* **Texte à lire**
# # # # # # #
La coalition de gauche menée par Jean-Luc Mélenchon a réalisé ce dimanche soir une percée spectaculaire, lui permettant d'être au même niveau que le camp macroniste et d'espérer priver le président de la République de majorité absolue. Regroupant le Pôle écologiste (notamment Europe Écologie Les Verts), le Parti communiste et le Parti socialiste, la Nupes peut espérer nombre de sièges avec la qualification de ses candidats dans plus de 500 circonscriptions, selon les Insoumis. "Déferlez avec vos bulletins de vote pour ouvrir tout grand la porte du futur, ce futur d'harmonie des êtres humains (...) et avec la nature" a lancé Jean-Luc Mélenchon, qui a estimé le parti présidentiel "battu et défait". Celui qui a salué "l'accord" créant la Nupes, "qui a rendu possible" cette percée, s'est en particulier adressé à "la jeunesse et à tous les milieux populaires si durement éprouvés par trente ans de néolibéralisme". Se revendiquant ces dernières semaines futur Premier ministre, il paraît désormais en faiseur de rois.

Pour la Première ministre Elisabeth Borne, Ensemble ! est la "seule force politique en mesure d'obtenir la majorité" à l'Assemblée dimanche prochain. Remerciant les électeurs de la sixième circonscription du Calvados de l'avoir placée en tête en vue du second tour, elle a affirmé que "notre premier devoir collectif est de faire reculer l'abstention". Et d'appeler "toutes les forces républicaines à se rassembler autour de ce projet [d'Ensemble] et de nos candidats", invitant à "une majorité forte et claire". La République en marche ayant ensuite précisé qu'il donnera des consignes de vote "au cas par cas" en cas de duel Nupes/RN.

Selon les projections, la majorité sortante se trouverait dans une fourchette entre au moins 255 et au maximum 310 sièges. Si Ensemble! n'atteint pas la barre des 289 sièges, cette confédération n'aurait qu'une majorité relative et pourrait être contrainte de chercher des alliés, par exemple du côté des Républicains. Le parti de droite a obtenu ce dimanche autour de 12% des voix, soit plus de deux fois le score de leur candidate Valérie Pécresse au premier tour de la présidentielle mais bien moins qu'en 2017 (18,7%). Les Républicains vont perdre leur statut de premier groupe d'opposition à l'Assemblée, mais ils limitent la casse avec les bons scores de plusieurs de leurs dirigeants et pourraient donc se retrouver avec un rôle clef vis-à-vis de l'Élysée. Pas question cependant de "contrat gouvernemental", a précisé le président de LR Christian Jacob sur France 2 qui a présenté LR en "voix de la réforme". Quant à une éventuelle consigne de vote, il a renvoyé à un Conseil stratégique lundi, en se bornant à dire son souhait qu'il n'y ait "aucune voix pour les extrêmes".
# # # # # # #
* **Consigne a**
Citez le texte à lire de « Pour la Première » à « de duel Nupes/RN. ».
# # # # # # #
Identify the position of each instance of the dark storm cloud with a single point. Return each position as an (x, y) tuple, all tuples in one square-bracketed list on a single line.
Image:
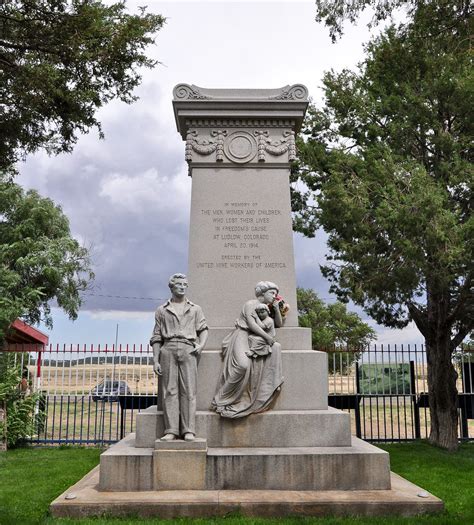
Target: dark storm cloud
[(127, 197)]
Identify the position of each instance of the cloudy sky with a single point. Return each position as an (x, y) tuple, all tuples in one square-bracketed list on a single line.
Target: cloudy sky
[(128, 196)]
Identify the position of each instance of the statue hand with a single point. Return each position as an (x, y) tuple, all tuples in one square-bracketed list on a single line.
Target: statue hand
[(196, 350)]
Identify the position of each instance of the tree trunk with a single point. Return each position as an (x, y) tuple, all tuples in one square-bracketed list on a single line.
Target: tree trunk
[(442, 394)]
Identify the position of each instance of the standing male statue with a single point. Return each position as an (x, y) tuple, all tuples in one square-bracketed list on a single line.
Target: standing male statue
[(178, 338)]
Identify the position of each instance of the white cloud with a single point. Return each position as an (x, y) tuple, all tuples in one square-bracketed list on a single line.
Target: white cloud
[(149, 191), (120, 315)]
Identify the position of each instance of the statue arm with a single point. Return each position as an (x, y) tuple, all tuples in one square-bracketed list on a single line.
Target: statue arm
[(202, 332), (156, 342), (254, 327), (278, 318)]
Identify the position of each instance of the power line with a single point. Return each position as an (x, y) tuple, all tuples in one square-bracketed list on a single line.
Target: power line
[(123, 297)]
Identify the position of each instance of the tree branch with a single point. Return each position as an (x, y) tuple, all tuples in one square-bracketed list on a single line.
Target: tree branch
[(461, 335), (419, 318)]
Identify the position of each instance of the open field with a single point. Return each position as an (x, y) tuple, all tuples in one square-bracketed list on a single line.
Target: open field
[(31, 478)]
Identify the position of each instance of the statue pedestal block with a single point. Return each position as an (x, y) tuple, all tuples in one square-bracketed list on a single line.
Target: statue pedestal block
[(179, 465)]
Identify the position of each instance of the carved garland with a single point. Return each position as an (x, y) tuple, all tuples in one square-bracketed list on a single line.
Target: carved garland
[(276, 147), (264, 145), (220, 134)]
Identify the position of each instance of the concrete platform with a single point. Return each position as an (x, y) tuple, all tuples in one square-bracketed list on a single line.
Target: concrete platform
[(275, 428), (360, 466), (402, 499)]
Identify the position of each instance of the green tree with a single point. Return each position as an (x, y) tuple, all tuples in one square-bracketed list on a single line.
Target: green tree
[(60, 61), (387, 163), (39, 260), (20, 422)]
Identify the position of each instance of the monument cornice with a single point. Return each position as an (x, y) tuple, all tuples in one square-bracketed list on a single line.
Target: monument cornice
[(193, 104)]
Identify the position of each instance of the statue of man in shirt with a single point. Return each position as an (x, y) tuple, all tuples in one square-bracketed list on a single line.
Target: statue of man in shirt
[(178, 338)]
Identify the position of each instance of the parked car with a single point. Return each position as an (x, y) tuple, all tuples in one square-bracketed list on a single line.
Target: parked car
[(109, 390)]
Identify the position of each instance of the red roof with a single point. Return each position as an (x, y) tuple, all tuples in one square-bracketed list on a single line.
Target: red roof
[(21, 333)]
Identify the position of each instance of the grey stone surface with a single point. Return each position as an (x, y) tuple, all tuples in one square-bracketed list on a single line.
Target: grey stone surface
[(126, 468), (277, 428), (290, 338), (305, 384), (179, 469), (400, 500), (178, 338), (221, 107), (240, 233), (180, 444), (360, 466)]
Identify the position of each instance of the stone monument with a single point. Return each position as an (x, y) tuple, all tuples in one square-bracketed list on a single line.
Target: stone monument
[(252, 441)]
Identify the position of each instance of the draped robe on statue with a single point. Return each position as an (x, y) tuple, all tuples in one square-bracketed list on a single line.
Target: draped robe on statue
[(247, 385)]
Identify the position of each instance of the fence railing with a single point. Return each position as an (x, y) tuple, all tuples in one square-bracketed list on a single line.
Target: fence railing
[(91, 394)]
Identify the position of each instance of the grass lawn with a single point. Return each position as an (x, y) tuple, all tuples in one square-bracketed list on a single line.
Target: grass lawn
[(31, 478)]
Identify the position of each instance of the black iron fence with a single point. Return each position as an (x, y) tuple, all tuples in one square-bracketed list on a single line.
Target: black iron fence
[(90, 395)]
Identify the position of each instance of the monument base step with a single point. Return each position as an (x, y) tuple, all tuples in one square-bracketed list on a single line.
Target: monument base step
[(402, 499), (275, 428), (360, 466)]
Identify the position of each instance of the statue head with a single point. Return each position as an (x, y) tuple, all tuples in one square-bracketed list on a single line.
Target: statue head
[(178, 283), (262, 311), (266, 291)]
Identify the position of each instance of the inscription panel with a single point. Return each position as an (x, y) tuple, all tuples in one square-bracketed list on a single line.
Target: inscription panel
[(240, 233)]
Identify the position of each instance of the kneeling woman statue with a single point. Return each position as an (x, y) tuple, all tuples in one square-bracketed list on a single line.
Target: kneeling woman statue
[(250, 380)]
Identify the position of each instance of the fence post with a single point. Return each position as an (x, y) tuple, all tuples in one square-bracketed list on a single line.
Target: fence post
[(416, 408), (357, 407)]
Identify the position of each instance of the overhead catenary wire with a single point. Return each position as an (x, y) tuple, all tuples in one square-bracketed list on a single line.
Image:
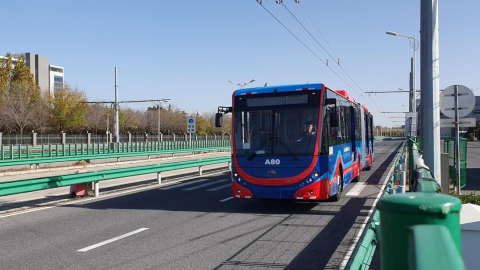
# # # # # # #
* **Consigne b**
Dans les données, prenez les lignes qui vont de celle contenant « Identify the position of each instance of the open » à celle contenant « [(275, 428), (360, 466), (402, 499)] », ces deux lignes incluses. Convertissez-les en une liste JSON de chaînes, une chaîne par ligne, sans les lignes vides.

* **Réponse complète a**
Pour la Première ministre Elisabeth Borne, Ensemble ! est la "seule force politique en mesure d'obtenir la majorité" à l'Assemblée dimanche prochain. Remerciant les électeurs de la sixième circonscription du Calvados de l'avoir placée en tête en vue du second tour, elle a affirmé que "notre premier devoir collectif est de faire reculer l'abstention". Et d'appeler "toutes les forces républicaines à se rassembler autour de ce projet [d'Ensemble] et de nos candidats", invitant à "une majorité forte et claire". La République en marche ayant ensuite précisé qu'il donnera des consignes de vote "au cas par cas" en cas de duel Nupes/RN.

* **Réponse complète b**
[
  "Identify the position of each instance of the open field with a single point. Return each position as an (x, y) tuple, all tuples in one square-bracketed list on a single line.",
  "Target: open field",
  "[(31, 478)]",
  "Identify the position of each instance of the statue pedestal block with a single point. Return each position as an (x, y) tuple, all tuples in one square-bracketed list on a single line.",
  "Target: statue pedestal block",
  "[(179, 465)]",
  "Identify the position of each instance of the carved garland with a single point. Return each position as an (x, y) tuple, all tuples in one square-bracketed list on a single line.",
  "Target: carved garland",
  "[(276, 147), (264, 145), (220, 134)]",
  "Identify the position of each instance of the concrete platform with a single point. Return each position as an (x, y) tuple, all tuples in one square-bracketed list on a single line.",
  "Target: concrete platform",
  "[(275, 428), (360, 466), (402, 499)]"
]